What to work on: Offset every pixel coordinate in the answers by 110, and rewrite the lines with their requests, starting at the first line and ending at the line that contains "(184, 93), (191, 99)".

Stored data:
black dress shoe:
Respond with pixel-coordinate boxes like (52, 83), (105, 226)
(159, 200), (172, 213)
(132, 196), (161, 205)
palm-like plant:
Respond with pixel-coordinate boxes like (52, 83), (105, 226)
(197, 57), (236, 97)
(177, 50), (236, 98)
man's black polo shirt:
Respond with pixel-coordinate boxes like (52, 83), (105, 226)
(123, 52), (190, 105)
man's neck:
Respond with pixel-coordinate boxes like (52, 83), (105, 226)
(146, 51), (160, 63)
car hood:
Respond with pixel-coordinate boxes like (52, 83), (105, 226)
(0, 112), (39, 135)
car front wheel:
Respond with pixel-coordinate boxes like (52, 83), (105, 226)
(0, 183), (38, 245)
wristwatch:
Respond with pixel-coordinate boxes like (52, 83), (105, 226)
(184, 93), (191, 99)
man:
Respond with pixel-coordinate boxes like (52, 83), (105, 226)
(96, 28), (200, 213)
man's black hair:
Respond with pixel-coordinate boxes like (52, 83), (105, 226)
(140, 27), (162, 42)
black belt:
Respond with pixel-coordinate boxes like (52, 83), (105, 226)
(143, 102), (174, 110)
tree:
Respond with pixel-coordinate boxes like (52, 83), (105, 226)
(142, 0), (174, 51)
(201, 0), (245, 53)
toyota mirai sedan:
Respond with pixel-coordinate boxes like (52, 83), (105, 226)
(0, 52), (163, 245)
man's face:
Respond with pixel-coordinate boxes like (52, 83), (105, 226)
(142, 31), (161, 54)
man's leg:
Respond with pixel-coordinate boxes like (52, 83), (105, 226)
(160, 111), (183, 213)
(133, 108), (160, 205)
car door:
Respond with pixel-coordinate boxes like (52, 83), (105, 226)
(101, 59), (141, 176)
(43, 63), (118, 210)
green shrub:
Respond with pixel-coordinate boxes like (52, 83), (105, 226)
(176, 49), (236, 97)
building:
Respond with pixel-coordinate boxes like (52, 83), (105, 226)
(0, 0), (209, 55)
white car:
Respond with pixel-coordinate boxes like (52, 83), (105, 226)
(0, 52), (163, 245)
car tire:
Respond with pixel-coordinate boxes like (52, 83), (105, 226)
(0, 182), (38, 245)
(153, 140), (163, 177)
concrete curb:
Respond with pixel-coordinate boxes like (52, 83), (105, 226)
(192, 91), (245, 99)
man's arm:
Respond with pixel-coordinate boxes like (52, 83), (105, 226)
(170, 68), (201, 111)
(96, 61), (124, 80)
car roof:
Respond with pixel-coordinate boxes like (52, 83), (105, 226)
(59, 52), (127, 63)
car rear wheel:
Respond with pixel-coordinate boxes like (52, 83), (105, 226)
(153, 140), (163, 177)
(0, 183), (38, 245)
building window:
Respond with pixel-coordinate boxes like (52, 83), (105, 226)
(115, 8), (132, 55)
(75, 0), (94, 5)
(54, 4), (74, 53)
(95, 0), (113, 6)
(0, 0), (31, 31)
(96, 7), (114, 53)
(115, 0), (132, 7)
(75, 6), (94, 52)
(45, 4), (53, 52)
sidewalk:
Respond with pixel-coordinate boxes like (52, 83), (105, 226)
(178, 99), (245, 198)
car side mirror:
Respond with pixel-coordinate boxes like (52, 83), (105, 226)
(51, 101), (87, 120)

Task result:
black dress shoe:
Respond with pixel-coordinate boxes like (52, 83), (105, 226)
(269, 310), (282, 323)
(242, 306), (271, 315)
palm-like plant:
Respond with pixel-coordinate boxes like (52, 83), (105, 226)
(307, 167), (346, 207)
(287, 160), (346, 208)
man's black polo shirt:
Respond with pixel-coordinate boxes like (52, 83), (105, 226)
(233, 162), (300, 215)
man's neck:
Respond with pixel-coordinate boxes like (52, 83), (105, 226)
(256, 161), (270, 173)
car hood:
Respond with pixel-coordinate boxes like (52, 83), (105, 226)
(110, 222), (149, 245)
car front wheel:
Respond with pixel-coordinate boxes like (52, 83), (105, 226)
(110, 293), (148, 355)
wristwatch:
Respond with pixel-coordinate boxes like (52, 83), (105, 226)
(294, 203), (301, 209)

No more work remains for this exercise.